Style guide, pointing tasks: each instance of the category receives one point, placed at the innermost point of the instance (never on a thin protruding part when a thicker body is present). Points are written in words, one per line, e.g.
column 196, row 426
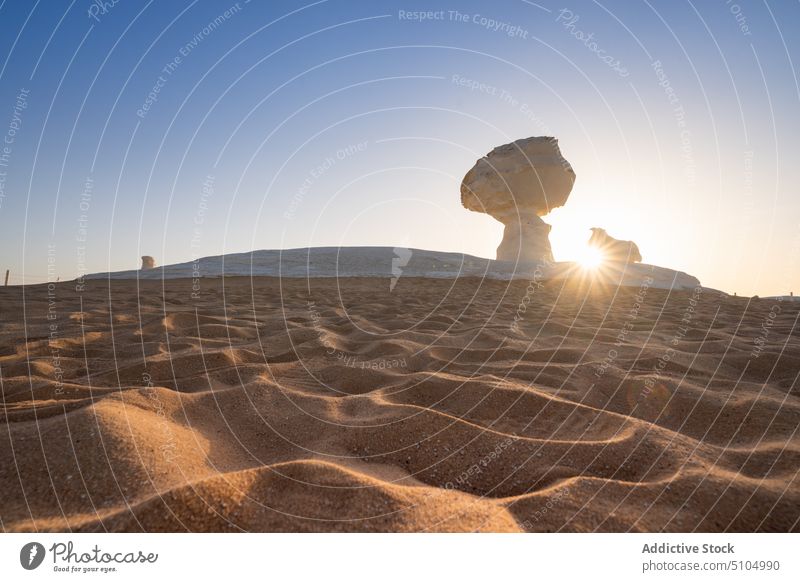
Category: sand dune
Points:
column 271, row 404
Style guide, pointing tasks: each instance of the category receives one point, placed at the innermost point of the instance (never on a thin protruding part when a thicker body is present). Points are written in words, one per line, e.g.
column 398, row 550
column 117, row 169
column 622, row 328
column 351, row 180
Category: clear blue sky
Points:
column 352, row 123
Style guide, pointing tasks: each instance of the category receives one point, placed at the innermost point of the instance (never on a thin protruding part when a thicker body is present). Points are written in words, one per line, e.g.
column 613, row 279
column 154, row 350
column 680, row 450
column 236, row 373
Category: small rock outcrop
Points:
column 615, row 251
column 517, row 184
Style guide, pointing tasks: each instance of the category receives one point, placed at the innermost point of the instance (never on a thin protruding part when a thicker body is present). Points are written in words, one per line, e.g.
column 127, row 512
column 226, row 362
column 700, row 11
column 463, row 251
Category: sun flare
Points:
column 591, row 258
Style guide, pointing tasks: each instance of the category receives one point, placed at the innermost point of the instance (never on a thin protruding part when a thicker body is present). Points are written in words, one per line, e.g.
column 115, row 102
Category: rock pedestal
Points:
column 517, row 183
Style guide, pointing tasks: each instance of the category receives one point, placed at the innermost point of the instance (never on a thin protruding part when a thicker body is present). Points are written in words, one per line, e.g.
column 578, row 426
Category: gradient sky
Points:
column 291, row 124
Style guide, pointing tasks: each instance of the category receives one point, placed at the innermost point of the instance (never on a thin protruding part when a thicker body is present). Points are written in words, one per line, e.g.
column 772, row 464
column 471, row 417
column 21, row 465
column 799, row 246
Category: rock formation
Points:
column 615, row 251
column 517, row 183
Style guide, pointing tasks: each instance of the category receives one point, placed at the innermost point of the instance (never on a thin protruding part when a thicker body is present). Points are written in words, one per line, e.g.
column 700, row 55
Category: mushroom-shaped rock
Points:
column 615, row 251
column 517, row 183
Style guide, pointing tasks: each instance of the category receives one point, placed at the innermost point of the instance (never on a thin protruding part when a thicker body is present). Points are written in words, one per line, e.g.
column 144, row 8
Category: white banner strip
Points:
column 389, row 557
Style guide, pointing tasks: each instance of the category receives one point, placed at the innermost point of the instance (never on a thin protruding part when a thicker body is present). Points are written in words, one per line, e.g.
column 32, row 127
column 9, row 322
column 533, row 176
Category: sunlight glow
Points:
column 591, row 258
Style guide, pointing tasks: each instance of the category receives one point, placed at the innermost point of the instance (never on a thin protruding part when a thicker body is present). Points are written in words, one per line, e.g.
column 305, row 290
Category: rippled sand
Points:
column 339, row 405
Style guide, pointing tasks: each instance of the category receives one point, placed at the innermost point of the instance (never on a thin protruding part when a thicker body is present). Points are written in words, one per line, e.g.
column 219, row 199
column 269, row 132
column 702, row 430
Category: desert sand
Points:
column 268, row 404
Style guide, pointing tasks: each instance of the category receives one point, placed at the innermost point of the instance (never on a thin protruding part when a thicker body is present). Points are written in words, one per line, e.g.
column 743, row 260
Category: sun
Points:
column 590, row 258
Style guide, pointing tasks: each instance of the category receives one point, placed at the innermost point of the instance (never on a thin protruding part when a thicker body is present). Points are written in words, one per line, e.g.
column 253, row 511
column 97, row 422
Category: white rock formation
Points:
column 615, row 251
column 517, row 183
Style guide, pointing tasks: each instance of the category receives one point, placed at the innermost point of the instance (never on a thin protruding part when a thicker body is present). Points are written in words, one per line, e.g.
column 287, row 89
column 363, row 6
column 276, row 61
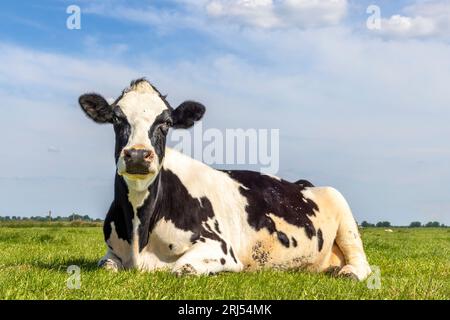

→ What is asked: How many lines of the items above contain the word "white"? Reply with the number alone.

→ Result for this task: 2